■ Work instruction ■
Reproduce all of the rows below character for character, with nothing changed or left out.

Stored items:
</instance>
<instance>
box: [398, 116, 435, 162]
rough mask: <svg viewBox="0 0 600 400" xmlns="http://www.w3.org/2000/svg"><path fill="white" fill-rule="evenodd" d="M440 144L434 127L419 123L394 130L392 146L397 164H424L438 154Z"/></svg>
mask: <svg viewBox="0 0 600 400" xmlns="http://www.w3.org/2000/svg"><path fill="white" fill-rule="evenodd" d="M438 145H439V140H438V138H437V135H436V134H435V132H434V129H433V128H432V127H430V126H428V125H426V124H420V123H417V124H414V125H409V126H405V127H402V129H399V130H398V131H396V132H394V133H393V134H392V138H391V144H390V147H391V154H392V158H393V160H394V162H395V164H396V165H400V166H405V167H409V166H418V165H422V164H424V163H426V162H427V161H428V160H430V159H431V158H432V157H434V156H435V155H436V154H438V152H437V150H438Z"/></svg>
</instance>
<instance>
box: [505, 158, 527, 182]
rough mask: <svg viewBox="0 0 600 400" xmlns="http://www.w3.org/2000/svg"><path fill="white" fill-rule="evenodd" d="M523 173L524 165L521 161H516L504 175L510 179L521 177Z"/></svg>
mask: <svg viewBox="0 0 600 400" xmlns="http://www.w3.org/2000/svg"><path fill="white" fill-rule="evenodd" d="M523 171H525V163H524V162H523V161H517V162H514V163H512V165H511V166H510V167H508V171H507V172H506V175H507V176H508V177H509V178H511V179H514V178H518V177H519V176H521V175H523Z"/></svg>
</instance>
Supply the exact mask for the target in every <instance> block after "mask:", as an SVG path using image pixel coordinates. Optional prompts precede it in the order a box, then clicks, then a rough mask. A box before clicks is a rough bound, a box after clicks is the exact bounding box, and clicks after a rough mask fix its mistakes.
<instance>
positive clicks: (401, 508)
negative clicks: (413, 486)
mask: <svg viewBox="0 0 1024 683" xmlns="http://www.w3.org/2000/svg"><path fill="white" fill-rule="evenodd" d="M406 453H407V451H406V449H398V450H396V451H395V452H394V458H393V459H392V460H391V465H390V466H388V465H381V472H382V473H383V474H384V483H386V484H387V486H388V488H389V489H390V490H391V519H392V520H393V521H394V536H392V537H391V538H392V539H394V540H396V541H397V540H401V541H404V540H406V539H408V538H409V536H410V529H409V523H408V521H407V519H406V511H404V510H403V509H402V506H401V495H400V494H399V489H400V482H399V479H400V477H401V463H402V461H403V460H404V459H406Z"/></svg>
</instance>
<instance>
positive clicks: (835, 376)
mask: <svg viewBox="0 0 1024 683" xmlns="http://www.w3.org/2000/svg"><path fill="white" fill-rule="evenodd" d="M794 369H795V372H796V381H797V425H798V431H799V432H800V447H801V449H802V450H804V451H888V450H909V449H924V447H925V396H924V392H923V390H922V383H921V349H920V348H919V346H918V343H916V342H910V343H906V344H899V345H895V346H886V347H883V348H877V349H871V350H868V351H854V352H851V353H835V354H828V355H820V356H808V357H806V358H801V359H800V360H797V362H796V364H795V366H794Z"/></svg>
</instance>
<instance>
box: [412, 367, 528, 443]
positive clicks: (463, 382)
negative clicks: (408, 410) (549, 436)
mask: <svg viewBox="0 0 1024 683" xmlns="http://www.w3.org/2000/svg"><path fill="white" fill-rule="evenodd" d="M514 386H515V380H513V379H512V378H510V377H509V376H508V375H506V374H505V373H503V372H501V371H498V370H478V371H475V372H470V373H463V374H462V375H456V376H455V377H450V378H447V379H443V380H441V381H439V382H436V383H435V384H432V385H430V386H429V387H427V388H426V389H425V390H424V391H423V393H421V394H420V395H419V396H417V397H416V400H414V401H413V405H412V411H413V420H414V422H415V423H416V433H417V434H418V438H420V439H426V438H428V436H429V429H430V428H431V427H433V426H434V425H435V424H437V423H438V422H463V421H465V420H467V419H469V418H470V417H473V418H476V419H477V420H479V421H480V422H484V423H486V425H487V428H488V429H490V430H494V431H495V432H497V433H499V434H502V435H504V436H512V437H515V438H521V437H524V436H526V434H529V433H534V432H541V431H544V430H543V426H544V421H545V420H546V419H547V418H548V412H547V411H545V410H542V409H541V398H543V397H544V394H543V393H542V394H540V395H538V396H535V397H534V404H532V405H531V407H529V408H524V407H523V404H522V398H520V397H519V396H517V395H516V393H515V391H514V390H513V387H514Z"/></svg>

■ Problem solution ■
</instance>
<instance>
box: [398, 116, 435, 162]
rough mask: <svg viewBox="0 0 600 400" xmlns="http://www.w3.org/2000/svg"><path fill="white" fill-rule="evenodd" d="M440 144L434 127L419 123L394 130L392 146L397 164H424L438 154Z"/></svg>
mask: <svg viewBox="0 0 600 400" xmlns="http://www.w3.org/2000/svg"><path fill="white" fill-rule="evenodd" d="M438 145H439V140H438V138H437V135H436V134H435V132H434V129H433V128H432V127H430V126H428V125H426V124H420V123H417V124H414V125H409V126H405V127H402V129H399V130H398V131H396V132H394V133H393V134H392V138H391V144H390V147H391V154H392V158H393V160H394V162H395V164H396V165H400V166H405V167H409V166H418V165H422V164H424V163H426V162H427V161H428V160H430V159H431V158H432V157H434V156H435V155H436V154H438V152H437V150H438Z"/></svg>
</instance>
<instance>
box: [505, 158, 527, 182]
rough mask: <svg viewBox="0 0 600 400" xmlns="http://www.w3.org/2000/svg"><path fill="white" fill-rule="evenodd" d="M523 173L524 165L521 161H516L504 175L510 179L521 177Z"/></svg>
mask: <svg viewBox="0 0 600 400" xmlns="http://www.w3.org/2000/svg"><path fill="white" fill-rule="evenodd" d="M523 171H525V163H524V162H523V161H517V162H514V163H512V165H511V166H510V167H508V171H507V172H506V175H507V176H508V177H509V178H511V179H514V178H518V177H519V176H521V175H523Z"/></svg>
</instance>
Supply the exact mask for the target in every <instance> block after "mask:", as an SVG path using image pixel coordinates. Optional prompts precede it in the order a box, then clicks, then a rough mask. A box before clicks is a rough bound, a box after clicks is the exact bounding box, and clicks after a rough mask fix its mistakes.
<instance>
positive clicks: (401, 508)
negative clicks: (413, 486)
mask: <svg viewBox="0 0 1024 683" xmlns="http://www.w3.org/2000/svg"><path fill="white" fill-rule="evenodd" d="M406 453H407V451H406V449H398V450H396V451H395V452H394V458H393V459H392V460H391V465H390V466H388V465H381V472H382V473H383V474H384V483H386V484H387V486H388V488H389V489H390V490H391V519H392V520H393V521H394V536H392V537H391V538H392V539H394V540H396V541H397V540H401V541H404V540H406V539H408V538H409V536H410V529H409V523H408V521H407V519H406V511H404V510H403V509H402V506H401V495H400V494H399V489H400V482H399V479H400V477H401V463H402V461H403V460H404V459H406Z"/></svg>
</instance>
<instance>
positive clicks: (835, 376)
mask: <svg viewBox="0 0 1024 683" xmlns="http://www.w3.org/2000/svg"><path fill="white" fill-rule="evenodd" d="M794 369H795V372H796V381H797V425H798V431H799V432H800V447H801V449H802V450H804V451H888V450H909V449H924V447H925V396H924V392H923V390H922V383H921V349H920V348H919V346H918V343H916V342H910V343H906V344H899V345H895V346H886V347H883V348H877V349H871V350H868V351H854V352H851V353H835V354H828V355H820V356H808V357H806V358H801V359H800V360H797V362H796V364H795V366H794Z"/></svg>
</instance>
<instance>
box: [412, 367, 528, 443]
positive clicks: (463, 382)
negative clicks: (408, 410) (549, 436)
mask: <svg viewBox="0 0 1024 683" xmlns="http://www.w3.org/2000/svg"><path fill="white" fill-rule="evenodd" d="M514 386H515V380H513V379H512V378H510V377H509V376H508V375H506V374H505V373H503V372H501V371H498V370H478V371H475V372H470V373H463V374H462V375H456V376H455V377H450V378H447V379H443V380H441V381H439V382H436V383H435V384H432V385H430V386H429V387H427V388H426V389H425V390H424V391H423V393H421V394H420V395H419V396H417V397H416V400H414V401H413V405H412V411H413V420H414V422H415V423H416V433H417V434H418V438H420V439H426V438H428V436H429V429H430V428H431V427H433V426H434V425H435V424H437V423H438V422H463V421H465V420H467V419H469V418H470V417H473V418H476V419H477V420H479V421H480V422H484V423H486V425H487V428H488V429H490V430H494V431H495V432H497V433H499V434H502V435H504V436H512V437H515V438H521V437H524V436H526V434H529V433H534V432H541V431H544V430H543V426H544V421H545V420H546V419H547V418H548V412H547V411H545V410H542V409H541V398H543V397H544V394H543V393H542V394H540V395H538V396H535V397H534V404H532V405H531V407H529V408H524V407H523V404H522V398H520V397H519V396H517V395H516V393H515V391H514V390H513V387H514Z"/></svg>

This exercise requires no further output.